■ To be done
The exercise asks for every line of the data to be reproduced exactly.

■ Data rows
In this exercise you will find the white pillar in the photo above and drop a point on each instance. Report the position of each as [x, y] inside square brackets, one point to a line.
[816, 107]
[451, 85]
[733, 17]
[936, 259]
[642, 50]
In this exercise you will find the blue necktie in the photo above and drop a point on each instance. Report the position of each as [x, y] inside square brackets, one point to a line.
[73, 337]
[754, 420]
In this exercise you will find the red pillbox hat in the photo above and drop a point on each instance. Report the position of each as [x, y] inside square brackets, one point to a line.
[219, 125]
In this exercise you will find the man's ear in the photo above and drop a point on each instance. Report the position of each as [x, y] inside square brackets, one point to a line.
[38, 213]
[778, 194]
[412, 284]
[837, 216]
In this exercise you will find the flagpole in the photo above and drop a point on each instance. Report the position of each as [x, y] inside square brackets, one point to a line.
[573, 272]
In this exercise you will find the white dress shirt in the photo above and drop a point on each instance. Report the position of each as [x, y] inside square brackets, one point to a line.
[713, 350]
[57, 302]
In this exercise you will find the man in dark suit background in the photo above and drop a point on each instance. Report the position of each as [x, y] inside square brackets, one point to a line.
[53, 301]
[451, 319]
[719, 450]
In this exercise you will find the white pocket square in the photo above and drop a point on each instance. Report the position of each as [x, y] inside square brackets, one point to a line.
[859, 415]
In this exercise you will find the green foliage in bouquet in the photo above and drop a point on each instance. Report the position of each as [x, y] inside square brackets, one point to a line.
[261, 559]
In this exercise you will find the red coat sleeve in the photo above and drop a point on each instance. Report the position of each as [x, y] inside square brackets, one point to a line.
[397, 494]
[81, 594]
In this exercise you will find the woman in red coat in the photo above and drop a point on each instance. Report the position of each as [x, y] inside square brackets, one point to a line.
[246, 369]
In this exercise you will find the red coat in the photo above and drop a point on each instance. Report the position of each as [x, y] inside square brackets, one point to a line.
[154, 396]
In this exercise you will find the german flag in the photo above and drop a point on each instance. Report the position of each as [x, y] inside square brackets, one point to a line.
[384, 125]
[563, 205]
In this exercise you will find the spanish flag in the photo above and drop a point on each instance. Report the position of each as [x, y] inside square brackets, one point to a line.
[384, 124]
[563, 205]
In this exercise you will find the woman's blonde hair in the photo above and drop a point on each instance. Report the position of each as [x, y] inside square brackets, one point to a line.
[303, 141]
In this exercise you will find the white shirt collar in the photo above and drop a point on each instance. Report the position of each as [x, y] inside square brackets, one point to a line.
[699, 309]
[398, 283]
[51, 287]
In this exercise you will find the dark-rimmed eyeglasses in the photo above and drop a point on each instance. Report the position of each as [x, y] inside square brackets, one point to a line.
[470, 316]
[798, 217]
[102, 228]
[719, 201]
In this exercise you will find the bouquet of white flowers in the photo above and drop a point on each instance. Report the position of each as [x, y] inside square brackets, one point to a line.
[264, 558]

■ Full output
In this exercise you will find the white pillar in the photo above and drop a point on each instance. Report the position of each as [x, y] inside square brackets, one point to a line.
[816, 107]
[451, 85]
[733, 17]
[936, 259]
[642, 50]
In this exercise you will find the blue necktie in the photo above and drop a point on each instance. Report the position of each as [x, y] inside square brackets, one point to a line.
[73, 337]
[754, 420]
In this exercise you will find the red pillbox hat in the photo above and drop a point on each instance. Report the position of each as [x, y] inside square brackets, one point to a line.
[219, 125]
In this exercise you will find the man's ear in the photo above and drop a point on each instance. Report the position of each as [x, y] inside square brackets, one point to a line.
[38, 213]
[778, 194]
[412, 284]
[837, 216]
In this exercise you will find the flagpole in the photo above and drop a point on each instance. Report the position of each as [x, y] inside square brackets, one point to a line.
[573, 272]
In this exercise you will find the white dress shirt in the photo above and drop a point on each instance. Report the position of each as [x, y] inside square brackets, one point to a line.
[713, 350]
[57, 302]
In this exercise you will find the man in dark suit background in the photo above and drop a point on each instance. Report the position of each as [x, y] inside square brackets, one point to a line.
[53, 301]
[451, 319]
[719, 450]
In this exercise you will find the white pocket square in the photo above and drop a point on each instance. Report the position of each as [x, y] inside square brackets, one point to a line.
[859, 415]
In this exercise you will find the green foliage in bouquet in the photo above and drop a point on each instance. Report the position of each as [x, y] inside square brackets, one point to a line.
[261, 559]
In this exercise you will find the red coat sleeve in the photo above and drop a point on each instance. Report the position of each as [x, y] inside square brackets, one point to a line.
[397, 494]
[81, 594]
In this exercise you will find the woman in red coat in the photo above and drop a point on each instance. Report the position of each as [x, y] inside square brackets, one point to a line.
[246, 369]
In this exercise you will find the red coat in the photo above and drop a point on each instance. Report the position of each as [x, y] inside square brackets, one point to a line.
[154, 396]
In this exercise you will find the german flag in the photo above and drop a point on each instance. Report the position of each as [x, y] inside square brackets, one point to a line.
[384, 125]
[563, 205]
In this exercise you will find the spanish flag in the photo above and drop a point on each instance. Report the position of each as [x, y] inside square brackets, one point to a line.
[384, 124]
[563, 205]
In this exercise you will find the woman's blonde hair in the photo above and drop a point on each instance. Report the position of each as [x, y] inside square brackets, one point to a line.
[303, 141]
In this exercise you will find the white shirt collar in the photo above and drop a point on each instance. Report the position of each as [x, y] inside square brackets, one point to a line.
[699, 309]
[398, 283]
[51, 287]
In this exercise you will find the dark-rimmed eyeglasses in the photo above and drop a point on each instance. Report the position of each as [x, y] inside square brackets, one point to a line.
[470, 316]
[798, 217]
[102, 228]
[719, 201]
In this exercise you will find the bouquet of white flowers in the photo above and drop a point on each instance. Report the position of each as [x, y] inside square brackets, one point to a line.
[264, 558]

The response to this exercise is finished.